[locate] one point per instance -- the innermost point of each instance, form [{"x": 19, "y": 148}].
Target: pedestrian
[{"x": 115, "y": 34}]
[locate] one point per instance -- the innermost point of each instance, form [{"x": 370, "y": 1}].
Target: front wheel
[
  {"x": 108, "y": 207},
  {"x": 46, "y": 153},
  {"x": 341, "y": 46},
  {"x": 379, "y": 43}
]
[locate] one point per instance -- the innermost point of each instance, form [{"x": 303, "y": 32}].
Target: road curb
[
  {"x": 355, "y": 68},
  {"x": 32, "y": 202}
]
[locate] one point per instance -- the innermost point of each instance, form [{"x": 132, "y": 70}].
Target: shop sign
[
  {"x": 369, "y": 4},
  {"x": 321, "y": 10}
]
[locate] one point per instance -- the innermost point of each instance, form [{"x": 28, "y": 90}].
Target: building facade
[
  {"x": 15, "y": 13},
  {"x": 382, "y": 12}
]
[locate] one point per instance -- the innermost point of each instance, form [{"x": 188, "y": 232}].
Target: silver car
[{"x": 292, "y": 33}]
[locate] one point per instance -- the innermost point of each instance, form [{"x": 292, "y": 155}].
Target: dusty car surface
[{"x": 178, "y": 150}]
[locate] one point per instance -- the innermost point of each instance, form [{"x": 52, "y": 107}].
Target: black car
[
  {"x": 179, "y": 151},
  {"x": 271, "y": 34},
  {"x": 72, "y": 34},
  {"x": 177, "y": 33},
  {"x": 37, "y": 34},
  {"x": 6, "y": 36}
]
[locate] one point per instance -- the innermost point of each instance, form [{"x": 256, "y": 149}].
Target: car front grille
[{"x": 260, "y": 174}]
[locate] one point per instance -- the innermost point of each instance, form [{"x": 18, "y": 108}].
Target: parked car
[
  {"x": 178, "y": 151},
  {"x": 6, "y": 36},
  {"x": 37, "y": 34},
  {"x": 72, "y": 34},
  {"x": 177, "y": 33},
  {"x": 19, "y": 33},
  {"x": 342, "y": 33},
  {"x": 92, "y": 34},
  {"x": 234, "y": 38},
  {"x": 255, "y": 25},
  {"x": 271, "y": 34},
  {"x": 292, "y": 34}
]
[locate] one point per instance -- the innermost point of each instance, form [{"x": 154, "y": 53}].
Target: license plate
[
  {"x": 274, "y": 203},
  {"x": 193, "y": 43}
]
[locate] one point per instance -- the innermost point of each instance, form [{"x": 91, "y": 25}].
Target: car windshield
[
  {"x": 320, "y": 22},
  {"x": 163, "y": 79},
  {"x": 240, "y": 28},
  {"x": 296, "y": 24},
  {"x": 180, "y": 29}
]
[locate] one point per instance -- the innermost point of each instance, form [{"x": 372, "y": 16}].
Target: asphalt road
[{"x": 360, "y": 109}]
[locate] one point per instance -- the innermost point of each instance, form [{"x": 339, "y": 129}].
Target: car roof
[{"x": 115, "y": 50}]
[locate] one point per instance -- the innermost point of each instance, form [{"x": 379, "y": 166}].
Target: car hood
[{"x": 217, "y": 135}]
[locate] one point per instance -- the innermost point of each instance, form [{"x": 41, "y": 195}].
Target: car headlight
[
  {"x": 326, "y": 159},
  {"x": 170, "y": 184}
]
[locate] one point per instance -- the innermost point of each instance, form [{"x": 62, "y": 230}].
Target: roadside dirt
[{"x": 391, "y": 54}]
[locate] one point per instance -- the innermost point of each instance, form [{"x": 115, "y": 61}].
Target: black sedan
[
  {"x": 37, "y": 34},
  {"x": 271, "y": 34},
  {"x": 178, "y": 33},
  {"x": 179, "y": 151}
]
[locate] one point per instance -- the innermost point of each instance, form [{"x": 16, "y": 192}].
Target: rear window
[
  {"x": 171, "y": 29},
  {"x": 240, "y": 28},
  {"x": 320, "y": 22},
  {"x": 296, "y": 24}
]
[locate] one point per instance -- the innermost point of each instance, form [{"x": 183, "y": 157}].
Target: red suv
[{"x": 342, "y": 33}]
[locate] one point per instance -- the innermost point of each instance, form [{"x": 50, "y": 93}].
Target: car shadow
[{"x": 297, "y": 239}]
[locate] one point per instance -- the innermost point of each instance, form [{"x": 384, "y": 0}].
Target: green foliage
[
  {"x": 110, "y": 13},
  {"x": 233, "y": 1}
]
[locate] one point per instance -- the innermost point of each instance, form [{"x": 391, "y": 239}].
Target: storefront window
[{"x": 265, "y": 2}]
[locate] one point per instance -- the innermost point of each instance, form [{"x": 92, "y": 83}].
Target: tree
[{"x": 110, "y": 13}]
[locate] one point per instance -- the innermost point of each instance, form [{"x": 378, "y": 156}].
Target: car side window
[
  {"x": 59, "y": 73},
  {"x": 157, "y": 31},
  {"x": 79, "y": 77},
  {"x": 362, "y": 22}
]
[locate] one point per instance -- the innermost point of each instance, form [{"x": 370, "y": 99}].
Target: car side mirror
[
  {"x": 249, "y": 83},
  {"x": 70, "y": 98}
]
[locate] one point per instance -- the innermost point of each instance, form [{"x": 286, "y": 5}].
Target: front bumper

....

=== Set problem ===
Copy out the whole listing exactly.

=== Solution for this exercise ===
[locate] one point per instance -- the innermost point of each instance, form [{"x": 19, "y": 148}].
Target: pedestrian
[{"x": 115, "y": 34}]
[locate] one point per instance -- the innermost point of each instance, form [{"x": 370, "y": 1}].
Target: front wheel
[
  {"x": 108, "y": 207},
  {"x": 46, "y": 153},
  {"x": 341, "y": 46},
  {"x": 379, "y": 43}
]
[locate] one point per instance -- the innermost point of each instance, form [{"x": 303, "y": 32}].
Target: road curb
[
  {"x": 355, "y": 68},
  {"x": 32, "y": 202}
]
[locate] one point per instance -- the innermost point of each instance, form [{"x": 132, "y": 70}].
Target: shop sign
[
  {"x": 369, "y": 4},
  {"x": 321, "y": 10}
]
[locate] one point per instance -- the innermost point of each instance, form [{"x": 28, "y": 90}].
Target: building facade
[
  {"x": 15, "y": 13},
  {"x": 382, "y": 12}
]
[locate] one point per instance -- the innermost point of each instance, form [{"x": 188, "y": 232}].
Target: silver car
[{"x": 292, "y": 33}]
[locate] one point per instance -- the innermost point of each instance, form [{"x": 292, "y": 155}].
Target: dusty car surface
[{"x": 178, "y": 150}]
[locate] one point per instance -- the innermost point of each instance, form [{"x": 52, "y": 107}].
Target: black car
[
  {"x": 179, "y": 151},
  {"x": 271, "y": 34},
  {"x": 72, "y": 34},
  {"x": 177, "y": 33},
  {"x": 37, "y": 34},
  {"x": 6, "y": 36}
]
[locate] one point per instance -- the innermost point of each instance, form [{"x": 256, "y": 149}].
Target: car front grille
[{"x": 260, "y": 174}]
[locate] one point per instance -- the innermost point of each instance, form [{"x": 18, "y": 108}].
Target: parked car
[
  {"x": 178, "y": 151},
  {"x": 6, "y": 36},
  {"x": 37, "y": 34},
  {"x": 72, "y": 34},
  {"x": 177, "y": 33},
  {"x": 19, "y": 33},
  {"x": 342, "y": 33},
  {"x": 92, "y": 34},
  {"x": 234, "y": 38},
  {"x": 255, "y": 25},
  {"x": 271, "y": 34},
  {"x": 292, "y": 34}
]
[locate] one point per instance -- the innermost point of each instance, form [{"x": 154, "y": 53}].
Target: license plate
[
  {"x": 274, "y": 203},
  {"x": 193, "y": 43}
]
[locate] one point per instance -- the innermost point of each instance, form [{"x": 91, "y": 25}].
Target: car windshield
[
  {"x": 320, "y": 22},
  {"x": 163, "y": 79},
  {"x": 240, "y": 28},
  {"x": 296, "y": 24},
  {"x": 180, "y": 29}
]
[locate] one point per instance -- the innermost point of each instance, form [{"x": 372, "y": 16}].
Target: asphalt road
[{"x": 360, "y": 109}]
[locate] one point per instance -- the innermost point of each instance, form [{"x": 339, "y": 129}].
Target: car roof
[{"x": 115, "y": 50}]
[locate] one point per instance -- the innermost point of each instance, form [{"x": 379, "y": 166}].
Target: car hood
[{"x": 217, "y": 135}]
[locate] one point per instance -- the innermost point of each instance, form [{"x": 41, "y": 195}].
Target: car headlight
[
  {"x": 326, "y": 159},
  {"x": 170, "y": 184}
]
[locate] one point per instance -- the innermost point of each instance, form [{"x": 62, "y": 230}].
Target: roadside dirt
[{"x": 391, "y": 54}]
[locate] one point per instance -- the innermost point of each instance, form [{"x": 115, "y": 61}].
Target: black sedan
[
  {"x": 37, "y": 34},
  {"x": 271, "y": 34},
  {"x": 178, "y": 33},
  {"x": 179, "y": 151}
]
[locate] one point per instance -- the innermost point of each instance, form [{"x": 16, "y": 192}].
Target: rear window
[
  {"x": 171, "y": 29},
  {"x": 240, "y": 28},
  {"x": 320, "y": 22},
  {"x": 296, "y": 24}
]
[locate] one point per instance -- the innermost point of each instance, form [{"x": 183, "y": 157}].
Target: red suv
[{"x": 342, "y": 33}]
[locate] one point per instance -- the innermost point of each instance, form [{"x": 50, "y": 93}].
Target: car shadow
[{"x": 297, "y": 239}]
[locate] one point per instance -- the innermost point of each instance, form [{"x": 384, "y": 0}].
Target: green foliage
[
  {"x": 110, "y": 13},
  {"x": 233, "y": 1}
]
[locate] one point per instance -- the innermost point of each instance, form [{"x": 391, "y": 239}].
Target: storefront window
[{"x": 265, "y": 2}]
[locate] one point per instance -- the innermost point of each instance, form [{"x": 92, "y": 83}].
Target: tree
[{"x": 110, "y": 13}]
[locate] one point per instance -- the innermost point of each instance, form [{"x": 378, "y": 156}].
Target: car side window
[
  {"x": 59, "y": 73},
  {"x": 157, "y": 31},
  {"x": 79, "y": 77},
  {"x": 362, "y": 22}
]
[locate] one point per instance -- the innermost point of each instance, form [{"x": 370, "y": 99}].
Target: car side mirror
[
  {"x": 249, "y": 83},
  {"x": 70, "y": 98}
]
[locate] one point per instance -- the innermost point of each instance, form [{"x": 286, "y": 5}].
Target: front bumper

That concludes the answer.